*Exercice court A:* D'après le billet sur les soft-skills, à laquelle des quatre expertises se rattache la réflexion qu'il veut compléter ?
*Exercice court B:* Rédigez la suite du billet sur les soft-skills, en reprenant juste après sa dernière phrase.

*Extrait à lire:*
....

Les Soft-skills ou la force des compétences douces.
À la simple évocation du mot soft, c’est l’ensemble de la communauté RH qui s’émoustille pour louer la place centrale que les compétences du même nom ont dans la réussite des transformations qu’elles accompagnent dans les entreprises. Ce billet a pour objectif d’apporter un éclairage sur le sujet pour compléter la réflexion des acteurs dans une de nos 4 expertises appelée « Leadership et Management ».
Le doux est fort, le dur est faible.
Les soft-skills viennent compléter la panoplie des compétences techniques et scientifiques pour augmenter significativement la puissance d’innovation (intelligence collective - disruption) et la vitesse (collaboration / Co-élaboration). Ces deux facteurs clés de succès dépendent largement de la capacité que les femmes et les hommes ont à se relier pour le bien d’un projet commun, en opposition aux déperditions phénoménales d’énergie et d’intelligences dont nombre d’entreprises souffrent encore. Se relier est précisément un des thèmes du dernier ouvrage de Michel SERRES (1), où il écrit : « Comment se fait-il que léger, impalpable, aérien, le pouvoir spirituel se répande vers l’ubiquité et tende vers la pérennité, alors que le pouvoir temporel, dur et local, se soumet à des rendements décroissants dans le temps et dans l’espace ? ». Et il est vrai que ce qui concerne l’esprit est, l’Histoire de l’humanité en témoigne, plus fort, plus durable, plus partagé que ce qui revêt une dimension matérielle, quelle qu’elle soit, qui sera amenée inexorablement à disparaitre, ou à muter. En ramenant l’idée de Michel SERRES à la problématique des entreprises, émerge la question de la place qui est accordée à tout ce qui n’est pas « matériel, concret et visible » dans l’entreprise. Dans notre article précédent, nous évoquions la dimension « politique » que revêt actuellement l’entreprise, face à des salariés-citoyens révélés à eux-mêmes par une période socialement sans précédent qui ouvre de nouveaux territoires d’expression et transforment les identités professionnelles.
Les compétences « douces » sont singulières.

....

Extraits de données de régions étiquetées
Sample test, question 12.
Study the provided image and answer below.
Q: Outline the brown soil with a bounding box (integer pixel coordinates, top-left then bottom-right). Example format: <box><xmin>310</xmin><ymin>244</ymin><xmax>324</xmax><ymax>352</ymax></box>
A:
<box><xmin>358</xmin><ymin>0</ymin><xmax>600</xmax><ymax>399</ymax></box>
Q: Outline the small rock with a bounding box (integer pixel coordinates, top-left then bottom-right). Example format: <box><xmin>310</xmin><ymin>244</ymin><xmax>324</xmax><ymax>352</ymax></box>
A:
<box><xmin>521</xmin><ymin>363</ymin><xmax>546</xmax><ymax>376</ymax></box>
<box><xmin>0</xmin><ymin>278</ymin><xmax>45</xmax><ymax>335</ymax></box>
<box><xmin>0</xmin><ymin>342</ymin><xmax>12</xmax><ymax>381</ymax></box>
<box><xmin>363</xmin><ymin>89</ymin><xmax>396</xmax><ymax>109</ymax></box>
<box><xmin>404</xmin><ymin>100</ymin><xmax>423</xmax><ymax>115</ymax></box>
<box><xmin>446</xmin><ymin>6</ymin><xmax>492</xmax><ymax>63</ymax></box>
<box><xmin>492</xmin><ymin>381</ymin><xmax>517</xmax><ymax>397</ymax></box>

....

*Bonne réponse A:* À l'expertise appelée « Leadership et Management ».

*Bonne réponse B:*
Il est bon de se rappeler que la compétence a fait couler beaucoup d’encre car elle est difficilement préhensible, surtout si elle est dite « soft » donc beaucoup moins accessible et prévisible que la compétence « hard » qui répond à des standards, des règles, des normes, des lois, des principes…donc les résultats sont prévisibles, observables et ont surtout un caractère répétitif. Il est donc facile de comprendre que lorsque l’on croise la question de la compétence à celle du « soft », l’on est là en présence d’un enjeu beaucoup moins facile à accompagner que ce que la presse ou les solutions techno en tout genre veulent bien nous faire croire. Les soft skills sont très intimes, relèvent autant de la personne dans sa dimension intellectuelle (comme le hard) qu’émotionnelle, sensitif, situationnel. Un rapport de l’OCDE de Janvier 2017 exprime d’ailleurs très bien cette difficulté à positionner l’enjeu des soft skills : « There is a great emphasis placed nowadays on so-called “soft skills” such as communication, teamwork, empathy, self-motivation and leadership. Some would go so far as to argue that they are just as important, if not more so, than cognitive skills. But it has to be acknowledged that there is no consensus on the definition or measurement of soft skills [2]». Alors si l’OCDE reste prudente sur une définition et surtout un impact clair des soft-skills dans l’équation gagnante des entreprises, il est en revanche possible de peut-être prendre du recul pour impulser une perspective complémentaire.
La graine ne pousse pas dans n’importe quel environnement.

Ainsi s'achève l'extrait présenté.